[Mask labeling examples]

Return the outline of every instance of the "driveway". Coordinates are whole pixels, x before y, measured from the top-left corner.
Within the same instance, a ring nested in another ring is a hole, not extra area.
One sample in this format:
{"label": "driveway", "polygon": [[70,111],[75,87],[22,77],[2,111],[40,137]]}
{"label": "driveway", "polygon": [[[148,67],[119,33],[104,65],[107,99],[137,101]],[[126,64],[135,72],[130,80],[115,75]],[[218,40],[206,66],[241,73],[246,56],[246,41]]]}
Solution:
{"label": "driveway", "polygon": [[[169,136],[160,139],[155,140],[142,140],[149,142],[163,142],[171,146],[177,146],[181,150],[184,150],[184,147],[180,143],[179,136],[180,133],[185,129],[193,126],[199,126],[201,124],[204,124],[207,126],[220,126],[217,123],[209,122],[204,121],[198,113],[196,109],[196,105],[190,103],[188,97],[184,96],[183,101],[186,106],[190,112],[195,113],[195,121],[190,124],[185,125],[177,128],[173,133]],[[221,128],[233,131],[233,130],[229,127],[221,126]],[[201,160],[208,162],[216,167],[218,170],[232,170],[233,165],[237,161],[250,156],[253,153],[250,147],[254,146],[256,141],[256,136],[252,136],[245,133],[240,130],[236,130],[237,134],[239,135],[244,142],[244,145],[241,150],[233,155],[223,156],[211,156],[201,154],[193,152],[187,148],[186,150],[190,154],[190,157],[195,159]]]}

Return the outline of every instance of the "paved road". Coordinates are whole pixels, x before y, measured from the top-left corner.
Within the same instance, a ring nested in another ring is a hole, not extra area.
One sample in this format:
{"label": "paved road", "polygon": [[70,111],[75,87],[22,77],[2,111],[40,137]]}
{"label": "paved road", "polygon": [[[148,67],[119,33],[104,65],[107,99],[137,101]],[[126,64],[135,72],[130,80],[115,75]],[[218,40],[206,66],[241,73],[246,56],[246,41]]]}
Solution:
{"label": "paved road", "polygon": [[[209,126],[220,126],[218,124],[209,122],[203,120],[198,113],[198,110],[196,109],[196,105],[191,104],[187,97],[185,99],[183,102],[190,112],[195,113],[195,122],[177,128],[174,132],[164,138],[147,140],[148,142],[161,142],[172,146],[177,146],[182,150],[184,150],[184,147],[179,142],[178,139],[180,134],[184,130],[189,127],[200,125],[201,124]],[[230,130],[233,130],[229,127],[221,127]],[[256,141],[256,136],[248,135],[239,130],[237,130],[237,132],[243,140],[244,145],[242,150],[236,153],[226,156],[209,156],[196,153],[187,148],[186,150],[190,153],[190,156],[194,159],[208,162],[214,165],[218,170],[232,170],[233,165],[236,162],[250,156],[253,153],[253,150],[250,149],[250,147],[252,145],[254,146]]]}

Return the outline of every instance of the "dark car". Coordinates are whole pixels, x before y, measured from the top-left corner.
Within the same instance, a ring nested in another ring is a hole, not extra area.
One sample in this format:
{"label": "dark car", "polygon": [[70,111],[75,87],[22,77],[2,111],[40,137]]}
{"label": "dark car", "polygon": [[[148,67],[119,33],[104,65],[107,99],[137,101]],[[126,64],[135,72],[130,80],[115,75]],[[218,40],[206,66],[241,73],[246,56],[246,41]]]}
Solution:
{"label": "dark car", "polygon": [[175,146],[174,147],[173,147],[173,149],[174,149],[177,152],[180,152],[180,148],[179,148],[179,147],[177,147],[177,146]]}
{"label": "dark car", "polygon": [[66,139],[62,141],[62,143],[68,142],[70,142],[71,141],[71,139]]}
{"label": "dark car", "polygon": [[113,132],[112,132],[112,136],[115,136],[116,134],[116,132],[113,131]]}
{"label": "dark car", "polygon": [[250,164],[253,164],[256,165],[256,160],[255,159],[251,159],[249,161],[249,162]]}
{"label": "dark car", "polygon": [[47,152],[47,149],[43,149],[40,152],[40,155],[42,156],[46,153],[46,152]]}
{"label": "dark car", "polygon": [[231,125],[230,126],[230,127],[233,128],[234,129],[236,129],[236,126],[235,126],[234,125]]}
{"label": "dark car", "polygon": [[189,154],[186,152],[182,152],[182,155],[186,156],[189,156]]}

==

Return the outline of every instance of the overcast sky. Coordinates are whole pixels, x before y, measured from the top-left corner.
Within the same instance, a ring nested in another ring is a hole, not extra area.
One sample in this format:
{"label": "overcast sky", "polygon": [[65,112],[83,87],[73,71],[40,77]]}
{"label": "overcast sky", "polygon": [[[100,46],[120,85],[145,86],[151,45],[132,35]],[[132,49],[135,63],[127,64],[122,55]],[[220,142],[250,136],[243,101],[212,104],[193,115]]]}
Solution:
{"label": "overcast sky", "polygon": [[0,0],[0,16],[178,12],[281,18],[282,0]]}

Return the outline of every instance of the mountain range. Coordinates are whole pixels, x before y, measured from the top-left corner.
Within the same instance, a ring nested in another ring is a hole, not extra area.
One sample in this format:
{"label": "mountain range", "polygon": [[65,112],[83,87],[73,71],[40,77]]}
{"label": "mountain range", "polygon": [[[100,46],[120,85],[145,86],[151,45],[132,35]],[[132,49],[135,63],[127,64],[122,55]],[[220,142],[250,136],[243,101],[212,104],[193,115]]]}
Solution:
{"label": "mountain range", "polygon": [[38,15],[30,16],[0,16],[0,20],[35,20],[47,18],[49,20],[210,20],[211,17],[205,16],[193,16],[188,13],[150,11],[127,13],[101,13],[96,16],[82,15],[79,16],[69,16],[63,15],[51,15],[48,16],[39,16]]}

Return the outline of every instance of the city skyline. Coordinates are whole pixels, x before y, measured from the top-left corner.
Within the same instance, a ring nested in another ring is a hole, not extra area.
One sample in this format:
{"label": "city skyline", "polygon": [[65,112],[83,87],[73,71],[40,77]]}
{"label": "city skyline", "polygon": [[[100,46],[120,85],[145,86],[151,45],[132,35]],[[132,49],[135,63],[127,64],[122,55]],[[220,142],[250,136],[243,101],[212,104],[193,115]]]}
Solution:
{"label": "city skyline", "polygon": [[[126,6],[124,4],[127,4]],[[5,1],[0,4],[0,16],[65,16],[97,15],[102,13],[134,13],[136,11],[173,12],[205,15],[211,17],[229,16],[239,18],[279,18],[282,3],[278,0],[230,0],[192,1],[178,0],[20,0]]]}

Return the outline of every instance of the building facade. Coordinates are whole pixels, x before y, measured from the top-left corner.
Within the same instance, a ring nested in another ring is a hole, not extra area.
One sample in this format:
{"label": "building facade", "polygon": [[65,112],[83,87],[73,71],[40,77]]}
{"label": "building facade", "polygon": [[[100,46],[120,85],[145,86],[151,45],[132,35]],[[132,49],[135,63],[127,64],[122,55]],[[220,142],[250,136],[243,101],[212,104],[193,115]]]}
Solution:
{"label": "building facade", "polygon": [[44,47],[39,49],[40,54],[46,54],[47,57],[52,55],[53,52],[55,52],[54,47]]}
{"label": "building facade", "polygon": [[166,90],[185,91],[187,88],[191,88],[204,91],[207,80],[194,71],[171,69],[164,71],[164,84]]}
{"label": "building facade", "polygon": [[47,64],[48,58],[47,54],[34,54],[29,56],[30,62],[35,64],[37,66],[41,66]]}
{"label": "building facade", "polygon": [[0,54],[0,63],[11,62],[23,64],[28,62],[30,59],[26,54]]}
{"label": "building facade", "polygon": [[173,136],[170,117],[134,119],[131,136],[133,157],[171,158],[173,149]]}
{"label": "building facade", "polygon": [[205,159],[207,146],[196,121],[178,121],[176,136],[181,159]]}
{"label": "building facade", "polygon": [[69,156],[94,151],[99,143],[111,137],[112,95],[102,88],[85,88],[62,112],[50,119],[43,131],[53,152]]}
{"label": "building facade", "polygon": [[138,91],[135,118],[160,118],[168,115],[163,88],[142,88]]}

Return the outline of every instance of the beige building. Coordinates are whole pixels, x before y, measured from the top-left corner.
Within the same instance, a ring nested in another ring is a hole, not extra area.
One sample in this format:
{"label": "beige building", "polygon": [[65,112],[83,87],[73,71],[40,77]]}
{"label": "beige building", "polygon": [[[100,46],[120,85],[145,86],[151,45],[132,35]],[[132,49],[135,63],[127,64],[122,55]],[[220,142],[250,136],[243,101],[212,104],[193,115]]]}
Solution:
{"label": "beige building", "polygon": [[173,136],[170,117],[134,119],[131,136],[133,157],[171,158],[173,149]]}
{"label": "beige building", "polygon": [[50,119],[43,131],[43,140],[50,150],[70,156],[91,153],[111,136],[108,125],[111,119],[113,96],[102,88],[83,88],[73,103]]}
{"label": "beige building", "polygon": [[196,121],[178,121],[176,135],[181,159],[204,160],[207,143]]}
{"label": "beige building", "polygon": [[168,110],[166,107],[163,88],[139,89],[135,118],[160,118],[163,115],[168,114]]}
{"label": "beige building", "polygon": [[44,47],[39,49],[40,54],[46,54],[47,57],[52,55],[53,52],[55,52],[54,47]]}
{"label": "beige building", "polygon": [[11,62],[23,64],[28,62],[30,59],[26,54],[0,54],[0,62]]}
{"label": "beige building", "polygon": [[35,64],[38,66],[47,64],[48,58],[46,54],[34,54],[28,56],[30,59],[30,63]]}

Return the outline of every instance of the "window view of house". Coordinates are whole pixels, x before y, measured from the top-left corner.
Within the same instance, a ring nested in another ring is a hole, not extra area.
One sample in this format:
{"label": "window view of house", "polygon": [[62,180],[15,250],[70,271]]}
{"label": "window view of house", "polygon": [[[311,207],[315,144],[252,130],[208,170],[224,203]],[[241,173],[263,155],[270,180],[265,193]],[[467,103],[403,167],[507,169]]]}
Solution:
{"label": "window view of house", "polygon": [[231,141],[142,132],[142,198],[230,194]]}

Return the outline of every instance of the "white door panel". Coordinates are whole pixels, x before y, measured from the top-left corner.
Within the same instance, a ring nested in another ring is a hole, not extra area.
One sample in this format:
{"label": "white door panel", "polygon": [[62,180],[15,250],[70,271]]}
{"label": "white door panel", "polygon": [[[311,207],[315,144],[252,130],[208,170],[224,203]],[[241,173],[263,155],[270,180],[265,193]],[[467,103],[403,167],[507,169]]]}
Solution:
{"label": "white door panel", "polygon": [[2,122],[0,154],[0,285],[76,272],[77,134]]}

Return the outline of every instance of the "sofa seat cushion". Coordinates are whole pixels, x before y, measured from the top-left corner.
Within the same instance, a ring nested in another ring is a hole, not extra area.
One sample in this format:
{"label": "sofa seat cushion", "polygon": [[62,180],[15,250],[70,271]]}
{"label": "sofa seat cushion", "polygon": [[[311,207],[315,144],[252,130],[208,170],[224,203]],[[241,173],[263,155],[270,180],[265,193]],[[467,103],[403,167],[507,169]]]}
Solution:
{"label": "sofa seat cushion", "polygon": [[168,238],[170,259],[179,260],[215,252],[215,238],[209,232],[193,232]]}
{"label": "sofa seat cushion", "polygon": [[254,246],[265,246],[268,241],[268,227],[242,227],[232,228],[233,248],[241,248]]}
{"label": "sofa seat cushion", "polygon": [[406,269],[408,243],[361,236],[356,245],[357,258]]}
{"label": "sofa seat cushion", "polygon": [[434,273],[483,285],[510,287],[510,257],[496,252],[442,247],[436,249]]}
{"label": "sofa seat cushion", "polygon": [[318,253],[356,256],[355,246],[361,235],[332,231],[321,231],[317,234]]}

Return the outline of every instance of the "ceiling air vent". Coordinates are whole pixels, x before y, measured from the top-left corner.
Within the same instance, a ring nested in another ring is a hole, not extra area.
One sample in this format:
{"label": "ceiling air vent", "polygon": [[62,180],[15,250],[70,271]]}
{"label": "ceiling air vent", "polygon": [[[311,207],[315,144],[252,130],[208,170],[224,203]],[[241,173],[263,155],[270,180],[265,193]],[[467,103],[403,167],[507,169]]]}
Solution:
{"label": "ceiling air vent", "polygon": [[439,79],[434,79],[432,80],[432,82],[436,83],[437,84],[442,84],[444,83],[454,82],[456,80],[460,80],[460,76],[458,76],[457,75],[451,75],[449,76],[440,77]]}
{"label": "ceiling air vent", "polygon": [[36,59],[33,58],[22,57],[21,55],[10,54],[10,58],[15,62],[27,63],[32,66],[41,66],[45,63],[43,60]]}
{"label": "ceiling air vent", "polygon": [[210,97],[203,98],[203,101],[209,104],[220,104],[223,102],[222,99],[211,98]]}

--

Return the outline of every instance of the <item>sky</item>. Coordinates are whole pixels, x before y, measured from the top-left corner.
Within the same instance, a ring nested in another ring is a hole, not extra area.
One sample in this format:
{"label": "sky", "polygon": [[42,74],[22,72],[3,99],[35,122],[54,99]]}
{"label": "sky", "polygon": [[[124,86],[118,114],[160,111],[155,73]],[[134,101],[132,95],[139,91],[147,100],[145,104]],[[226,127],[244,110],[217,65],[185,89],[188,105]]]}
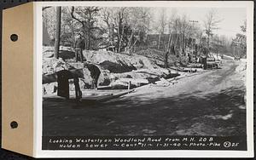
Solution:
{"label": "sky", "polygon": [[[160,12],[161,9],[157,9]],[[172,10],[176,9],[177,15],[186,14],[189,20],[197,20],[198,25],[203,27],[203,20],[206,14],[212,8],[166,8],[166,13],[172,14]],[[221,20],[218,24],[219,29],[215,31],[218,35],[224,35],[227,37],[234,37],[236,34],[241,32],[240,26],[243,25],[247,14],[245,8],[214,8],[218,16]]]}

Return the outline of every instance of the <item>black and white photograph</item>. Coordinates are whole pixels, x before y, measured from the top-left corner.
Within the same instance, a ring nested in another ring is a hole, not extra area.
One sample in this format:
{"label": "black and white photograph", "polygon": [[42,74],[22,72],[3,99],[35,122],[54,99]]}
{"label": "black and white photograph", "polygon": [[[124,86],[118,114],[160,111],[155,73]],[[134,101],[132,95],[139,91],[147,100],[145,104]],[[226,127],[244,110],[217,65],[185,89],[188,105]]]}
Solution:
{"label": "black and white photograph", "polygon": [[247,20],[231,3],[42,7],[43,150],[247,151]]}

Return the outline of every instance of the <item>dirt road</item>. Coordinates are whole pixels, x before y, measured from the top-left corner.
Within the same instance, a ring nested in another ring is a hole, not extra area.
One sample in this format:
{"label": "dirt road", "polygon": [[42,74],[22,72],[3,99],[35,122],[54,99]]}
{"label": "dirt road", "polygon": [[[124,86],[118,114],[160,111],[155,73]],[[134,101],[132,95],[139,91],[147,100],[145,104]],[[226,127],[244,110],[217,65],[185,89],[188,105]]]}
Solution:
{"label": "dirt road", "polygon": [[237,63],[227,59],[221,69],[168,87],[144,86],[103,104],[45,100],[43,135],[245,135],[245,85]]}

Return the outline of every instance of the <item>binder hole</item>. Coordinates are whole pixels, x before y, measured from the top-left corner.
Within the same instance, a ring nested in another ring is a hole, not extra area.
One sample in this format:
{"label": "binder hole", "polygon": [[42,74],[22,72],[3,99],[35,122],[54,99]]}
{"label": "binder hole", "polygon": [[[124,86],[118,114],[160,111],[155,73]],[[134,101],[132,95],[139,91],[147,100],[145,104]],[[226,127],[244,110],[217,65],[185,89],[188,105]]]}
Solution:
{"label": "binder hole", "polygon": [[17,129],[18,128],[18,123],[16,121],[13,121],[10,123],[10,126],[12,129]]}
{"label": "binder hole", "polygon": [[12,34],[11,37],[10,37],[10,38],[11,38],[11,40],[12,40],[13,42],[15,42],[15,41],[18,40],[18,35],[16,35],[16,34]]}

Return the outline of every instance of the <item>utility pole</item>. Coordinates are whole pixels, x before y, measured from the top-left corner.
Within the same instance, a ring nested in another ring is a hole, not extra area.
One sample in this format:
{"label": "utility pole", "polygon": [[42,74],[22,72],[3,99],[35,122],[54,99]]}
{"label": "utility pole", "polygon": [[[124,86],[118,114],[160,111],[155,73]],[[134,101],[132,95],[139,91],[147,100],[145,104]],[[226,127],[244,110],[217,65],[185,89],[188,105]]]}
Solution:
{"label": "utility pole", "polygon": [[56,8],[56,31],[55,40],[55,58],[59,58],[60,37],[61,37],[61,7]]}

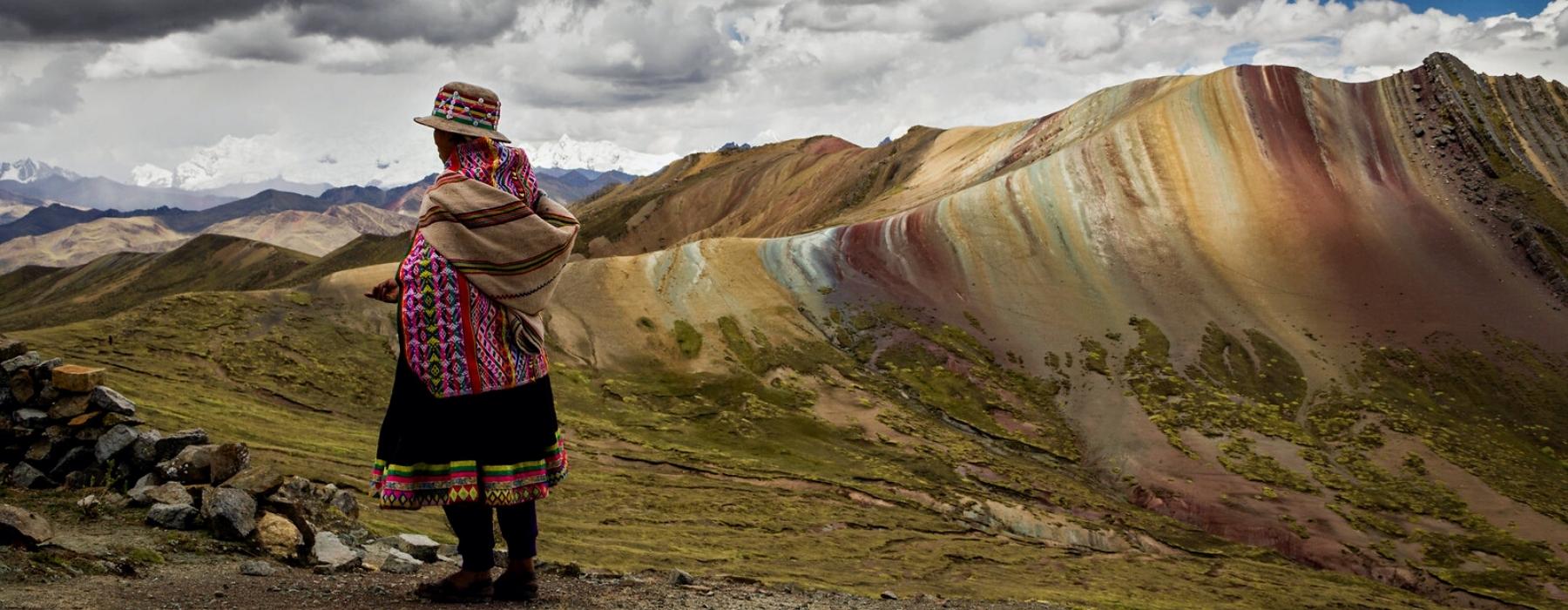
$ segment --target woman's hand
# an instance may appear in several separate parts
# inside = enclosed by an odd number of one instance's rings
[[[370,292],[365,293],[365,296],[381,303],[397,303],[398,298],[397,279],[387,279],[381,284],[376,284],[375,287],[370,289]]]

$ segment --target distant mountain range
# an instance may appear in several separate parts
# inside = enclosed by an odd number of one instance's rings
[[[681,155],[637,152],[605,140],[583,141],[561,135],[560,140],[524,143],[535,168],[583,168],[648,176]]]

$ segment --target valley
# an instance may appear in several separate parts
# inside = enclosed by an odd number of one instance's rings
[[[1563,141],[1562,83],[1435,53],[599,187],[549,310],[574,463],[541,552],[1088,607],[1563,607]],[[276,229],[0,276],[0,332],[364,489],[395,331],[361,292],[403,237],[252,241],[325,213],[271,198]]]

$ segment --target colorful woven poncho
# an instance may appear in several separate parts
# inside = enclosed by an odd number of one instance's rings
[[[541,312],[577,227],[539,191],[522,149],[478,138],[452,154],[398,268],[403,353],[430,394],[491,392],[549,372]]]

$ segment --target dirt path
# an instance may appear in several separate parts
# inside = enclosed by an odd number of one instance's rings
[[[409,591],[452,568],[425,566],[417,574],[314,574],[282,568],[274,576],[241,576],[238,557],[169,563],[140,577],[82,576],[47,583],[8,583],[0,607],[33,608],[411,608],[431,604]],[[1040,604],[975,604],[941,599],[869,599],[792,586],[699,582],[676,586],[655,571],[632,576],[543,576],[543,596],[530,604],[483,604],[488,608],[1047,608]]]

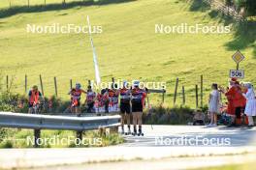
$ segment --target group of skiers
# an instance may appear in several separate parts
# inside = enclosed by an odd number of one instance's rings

SHORT TASK: Which lines in the entries above contain the string "target"? Show every one of them in full.

EXPECTED ANSWER:
$ segment --target woman's hand
$ segment --target distant mountain range
$ segment --target valley
$ segment --target colorful woven poncho
$ segment --target dirt path
$ segment --target group of skiers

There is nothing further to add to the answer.